• [WHAT YOU ARE ASKED TO DO]:
Convert the material from its first line through the line containing "top-left (180, 157), bottom-right (222, 187)" into a Markdown table with the columns Row and Line, omitting any blank lines.

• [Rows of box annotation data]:
==============================

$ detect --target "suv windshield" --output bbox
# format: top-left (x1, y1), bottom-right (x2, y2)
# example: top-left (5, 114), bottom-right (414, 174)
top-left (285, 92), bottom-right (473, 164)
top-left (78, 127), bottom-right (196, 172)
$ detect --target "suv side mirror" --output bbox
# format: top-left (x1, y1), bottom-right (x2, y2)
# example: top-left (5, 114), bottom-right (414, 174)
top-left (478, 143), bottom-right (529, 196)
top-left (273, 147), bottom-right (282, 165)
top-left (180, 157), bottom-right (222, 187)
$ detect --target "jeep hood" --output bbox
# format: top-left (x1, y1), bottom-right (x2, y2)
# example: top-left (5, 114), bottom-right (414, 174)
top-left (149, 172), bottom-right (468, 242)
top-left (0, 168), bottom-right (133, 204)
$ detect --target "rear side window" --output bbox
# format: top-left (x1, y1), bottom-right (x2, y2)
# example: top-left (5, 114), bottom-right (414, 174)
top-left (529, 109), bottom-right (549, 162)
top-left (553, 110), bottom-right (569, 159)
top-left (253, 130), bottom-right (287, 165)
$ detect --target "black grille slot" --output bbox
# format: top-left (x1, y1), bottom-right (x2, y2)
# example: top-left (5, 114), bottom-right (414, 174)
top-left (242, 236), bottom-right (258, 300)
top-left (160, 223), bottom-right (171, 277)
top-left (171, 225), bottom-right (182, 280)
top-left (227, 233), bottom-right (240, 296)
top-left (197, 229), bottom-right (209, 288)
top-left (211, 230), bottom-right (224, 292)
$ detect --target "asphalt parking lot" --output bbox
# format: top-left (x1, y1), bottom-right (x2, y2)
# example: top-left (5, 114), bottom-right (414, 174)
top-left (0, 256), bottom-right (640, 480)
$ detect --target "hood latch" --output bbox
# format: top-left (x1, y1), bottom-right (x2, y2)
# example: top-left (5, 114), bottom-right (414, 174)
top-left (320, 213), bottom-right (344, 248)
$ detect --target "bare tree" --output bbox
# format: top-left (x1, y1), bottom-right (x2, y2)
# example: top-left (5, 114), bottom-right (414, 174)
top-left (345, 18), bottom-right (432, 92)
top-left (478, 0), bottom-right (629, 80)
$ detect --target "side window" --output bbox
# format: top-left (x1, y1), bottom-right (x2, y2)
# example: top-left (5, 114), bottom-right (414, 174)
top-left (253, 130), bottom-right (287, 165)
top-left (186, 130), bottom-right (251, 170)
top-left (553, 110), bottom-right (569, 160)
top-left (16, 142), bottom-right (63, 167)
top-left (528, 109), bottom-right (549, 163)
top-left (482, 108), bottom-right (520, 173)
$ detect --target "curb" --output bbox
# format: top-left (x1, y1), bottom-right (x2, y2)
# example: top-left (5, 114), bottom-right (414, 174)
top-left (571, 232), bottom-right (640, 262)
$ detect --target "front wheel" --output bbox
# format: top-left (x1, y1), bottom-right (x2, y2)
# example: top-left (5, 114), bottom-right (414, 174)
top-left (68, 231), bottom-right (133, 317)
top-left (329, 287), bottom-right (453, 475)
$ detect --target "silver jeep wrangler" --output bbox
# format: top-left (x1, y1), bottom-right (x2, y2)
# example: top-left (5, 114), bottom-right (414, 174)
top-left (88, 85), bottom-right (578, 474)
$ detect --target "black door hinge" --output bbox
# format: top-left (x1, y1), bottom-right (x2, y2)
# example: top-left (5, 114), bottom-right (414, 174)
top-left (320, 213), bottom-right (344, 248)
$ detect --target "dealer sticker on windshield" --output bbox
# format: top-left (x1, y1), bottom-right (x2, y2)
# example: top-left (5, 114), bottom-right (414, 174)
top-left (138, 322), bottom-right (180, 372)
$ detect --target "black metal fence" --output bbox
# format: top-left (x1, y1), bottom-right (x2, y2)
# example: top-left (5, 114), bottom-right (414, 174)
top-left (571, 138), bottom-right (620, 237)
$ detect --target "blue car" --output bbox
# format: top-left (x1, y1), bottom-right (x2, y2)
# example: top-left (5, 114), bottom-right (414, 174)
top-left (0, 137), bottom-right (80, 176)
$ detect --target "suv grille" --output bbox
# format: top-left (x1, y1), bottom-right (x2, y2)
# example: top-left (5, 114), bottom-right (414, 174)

==============================

• [SOLUTION]:
| Row | Line |
|---|---|
| 1 | $ detect --target "suv windshield" --output bbox |
| 2 | # format: top-left (x1, y1), bottom-right (x2, y2) |
| 3 | # example: top-left (5, 114), bottom-right (414, 174) |
| 4 | top-left (285, 92), bottom-right (473, 164) |
| 5 | top-left (78, 127), bottom-right (196, 172) |
| 6 | $ detect --target "suv side mirror" --output bbox |
| 7 | # format: top-left (x1, y1), bottom-right (x2, y2) |
| 8 | # example: top-left (5, 114), bottom-right (414, 174) |
| 9 | top-left (478, 143), bottom-right (529, 196) |
| 10 | top-left (273, 147), bottom-right (282, 165) |
| 11 | top-left (180, 157), bottom-right (222, 187) |